* **TASK DIRECTIONS**: Please shift the items from the line that has "Challenge round — find the woven basket" through the line that has "[4,60,266,99]" by adding 109 to every bounding-box coordinate. Write out every line in that span, including the lines that hold no coordinates.

#### ITEMS ####

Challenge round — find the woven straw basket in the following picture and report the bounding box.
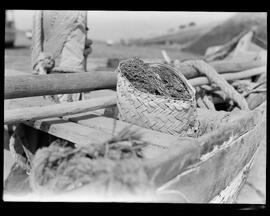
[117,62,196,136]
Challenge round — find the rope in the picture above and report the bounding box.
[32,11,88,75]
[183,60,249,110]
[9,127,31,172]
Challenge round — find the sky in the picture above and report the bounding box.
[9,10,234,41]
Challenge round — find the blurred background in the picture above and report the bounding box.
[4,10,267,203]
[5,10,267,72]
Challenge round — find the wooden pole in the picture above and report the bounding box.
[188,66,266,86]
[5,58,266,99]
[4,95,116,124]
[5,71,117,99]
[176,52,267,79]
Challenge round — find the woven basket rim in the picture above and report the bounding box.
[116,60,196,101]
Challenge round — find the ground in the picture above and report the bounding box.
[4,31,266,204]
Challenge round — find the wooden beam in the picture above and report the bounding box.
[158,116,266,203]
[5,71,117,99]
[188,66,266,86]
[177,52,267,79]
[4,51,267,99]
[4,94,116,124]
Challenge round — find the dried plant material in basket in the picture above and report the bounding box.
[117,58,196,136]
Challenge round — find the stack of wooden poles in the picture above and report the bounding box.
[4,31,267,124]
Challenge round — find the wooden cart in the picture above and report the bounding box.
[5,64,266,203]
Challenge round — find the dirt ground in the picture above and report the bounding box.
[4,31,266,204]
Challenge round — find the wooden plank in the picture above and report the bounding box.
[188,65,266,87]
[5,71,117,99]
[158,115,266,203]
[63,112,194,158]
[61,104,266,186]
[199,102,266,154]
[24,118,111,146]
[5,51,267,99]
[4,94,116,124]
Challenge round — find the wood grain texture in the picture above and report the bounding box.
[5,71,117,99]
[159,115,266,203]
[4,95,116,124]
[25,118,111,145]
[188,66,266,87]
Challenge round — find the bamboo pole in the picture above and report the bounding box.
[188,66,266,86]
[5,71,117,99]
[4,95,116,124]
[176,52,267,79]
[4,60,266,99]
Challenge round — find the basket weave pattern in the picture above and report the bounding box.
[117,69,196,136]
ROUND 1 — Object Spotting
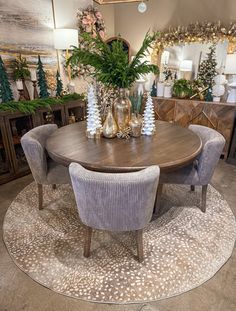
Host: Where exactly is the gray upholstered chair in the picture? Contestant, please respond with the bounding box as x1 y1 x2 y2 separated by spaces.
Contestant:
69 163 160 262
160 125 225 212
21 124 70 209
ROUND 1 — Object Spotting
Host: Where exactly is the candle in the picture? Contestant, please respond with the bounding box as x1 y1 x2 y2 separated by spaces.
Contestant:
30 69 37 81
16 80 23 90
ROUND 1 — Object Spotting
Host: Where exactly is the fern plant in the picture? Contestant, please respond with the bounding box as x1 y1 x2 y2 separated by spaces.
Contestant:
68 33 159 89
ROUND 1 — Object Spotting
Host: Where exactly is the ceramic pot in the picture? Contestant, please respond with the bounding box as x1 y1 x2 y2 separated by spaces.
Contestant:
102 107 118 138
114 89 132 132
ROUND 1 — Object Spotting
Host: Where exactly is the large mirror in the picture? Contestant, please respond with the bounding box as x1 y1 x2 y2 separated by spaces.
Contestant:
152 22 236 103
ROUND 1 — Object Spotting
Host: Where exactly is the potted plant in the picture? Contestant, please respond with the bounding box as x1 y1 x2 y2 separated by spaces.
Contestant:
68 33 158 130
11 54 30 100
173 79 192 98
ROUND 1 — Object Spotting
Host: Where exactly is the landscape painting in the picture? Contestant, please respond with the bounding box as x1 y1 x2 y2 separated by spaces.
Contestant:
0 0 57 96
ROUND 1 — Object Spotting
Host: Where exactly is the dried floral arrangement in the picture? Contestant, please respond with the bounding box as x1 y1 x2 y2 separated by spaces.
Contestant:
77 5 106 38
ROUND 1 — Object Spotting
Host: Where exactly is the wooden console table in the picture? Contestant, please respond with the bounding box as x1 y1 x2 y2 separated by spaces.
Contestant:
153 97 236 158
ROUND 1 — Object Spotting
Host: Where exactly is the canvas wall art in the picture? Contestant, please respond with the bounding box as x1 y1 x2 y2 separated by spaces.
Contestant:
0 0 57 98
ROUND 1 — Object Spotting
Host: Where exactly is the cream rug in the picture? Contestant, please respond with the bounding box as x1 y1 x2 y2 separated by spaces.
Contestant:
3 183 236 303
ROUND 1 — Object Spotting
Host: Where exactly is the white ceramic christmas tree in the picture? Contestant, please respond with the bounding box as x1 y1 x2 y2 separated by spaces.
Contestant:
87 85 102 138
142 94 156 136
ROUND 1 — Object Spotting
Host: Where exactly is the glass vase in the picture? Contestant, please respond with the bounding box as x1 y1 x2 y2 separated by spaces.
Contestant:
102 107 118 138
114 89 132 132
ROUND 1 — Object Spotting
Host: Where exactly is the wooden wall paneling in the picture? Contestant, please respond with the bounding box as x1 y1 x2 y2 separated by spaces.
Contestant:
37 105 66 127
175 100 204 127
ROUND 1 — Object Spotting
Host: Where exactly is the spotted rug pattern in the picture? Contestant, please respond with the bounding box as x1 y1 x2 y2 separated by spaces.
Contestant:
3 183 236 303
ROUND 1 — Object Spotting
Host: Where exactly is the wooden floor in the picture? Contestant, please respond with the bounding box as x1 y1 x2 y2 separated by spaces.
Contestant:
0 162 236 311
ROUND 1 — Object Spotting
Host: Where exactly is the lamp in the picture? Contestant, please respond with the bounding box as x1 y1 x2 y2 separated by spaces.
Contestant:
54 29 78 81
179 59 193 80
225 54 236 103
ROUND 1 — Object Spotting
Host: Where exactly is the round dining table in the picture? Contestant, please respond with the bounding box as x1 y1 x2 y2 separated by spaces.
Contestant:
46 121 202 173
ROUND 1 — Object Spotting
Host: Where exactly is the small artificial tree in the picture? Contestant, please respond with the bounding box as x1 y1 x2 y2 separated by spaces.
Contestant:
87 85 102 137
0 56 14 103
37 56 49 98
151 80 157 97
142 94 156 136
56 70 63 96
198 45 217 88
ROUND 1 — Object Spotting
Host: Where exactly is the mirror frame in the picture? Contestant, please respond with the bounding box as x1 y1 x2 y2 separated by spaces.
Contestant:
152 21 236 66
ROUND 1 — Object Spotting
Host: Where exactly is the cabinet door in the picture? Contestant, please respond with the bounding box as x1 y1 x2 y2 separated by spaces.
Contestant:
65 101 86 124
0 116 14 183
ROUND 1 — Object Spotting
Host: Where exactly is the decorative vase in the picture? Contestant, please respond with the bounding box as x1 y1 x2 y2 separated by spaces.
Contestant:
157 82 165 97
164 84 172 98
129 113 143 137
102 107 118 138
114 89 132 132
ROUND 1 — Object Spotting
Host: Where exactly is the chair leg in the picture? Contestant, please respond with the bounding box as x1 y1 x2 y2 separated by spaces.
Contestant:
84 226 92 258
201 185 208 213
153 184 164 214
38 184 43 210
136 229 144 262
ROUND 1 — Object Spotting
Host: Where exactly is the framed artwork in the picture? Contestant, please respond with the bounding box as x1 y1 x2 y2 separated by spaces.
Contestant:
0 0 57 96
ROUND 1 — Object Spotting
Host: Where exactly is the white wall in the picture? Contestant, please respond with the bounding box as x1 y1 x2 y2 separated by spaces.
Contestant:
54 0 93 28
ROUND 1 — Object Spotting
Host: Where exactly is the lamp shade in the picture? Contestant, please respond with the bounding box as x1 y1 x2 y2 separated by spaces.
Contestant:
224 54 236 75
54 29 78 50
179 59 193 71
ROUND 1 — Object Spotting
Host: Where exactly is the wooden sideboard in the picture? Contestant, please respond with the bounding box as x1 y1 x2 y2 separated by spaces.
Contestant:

####

* **WRITTEN RESPONSE**:
Challenge round — find the woven basket rim in the picture above and report the bounding box.
[225,169,305,210]
Challenge round — find the ground in the picture above and report the bounding box.
[113,140,375,313]
Challenge round — find the wooden beam in the picture above and report the bounding box.
[267,225,375,312]
[114,180,226,208]
[297,175,375,195]
[286,161,376,188]
[113,160,376,208]
[113,203,225,233]
Challenge round — find the dried plant material in basket in the picture above and report the bounding box.
[226,167,305,245]
Challenge round — find the stack of wooden poles in the picture above and report the bounding box.
[113,140,376,233]
Challenge round — find the wooden cart in the picture above and report the bounding box.
[114,173,375,312]
Challenge round — find the dirt ground in the picture above and report the bounding box.
[113,140,375,313]
Challenge round — find the wooden plank in the picture above and report the bounding box.
[297,174,375,196]
[114,180,226,208]
[267,224,375,312]
[172,221,303,267]
[170,213,375,295]
[308,211,375,263]
[133,227,220,255]
[114,160,376,208]
[113,203,225,233]
Challenge round — find the wood grain texture in the picture above and report the bounding box.
[114,180,226,208]
[268,224,375,312]
[113,204,225,233]
[134,227,220,254]
[297,175,375,196]
Challenge round — find the bamboo pole in the picture above and report the bounding box.
[297,175,375,195]
[114,180,226,208]
[113,204,225,233]
[285,161,376,188]
[113,169,375,208]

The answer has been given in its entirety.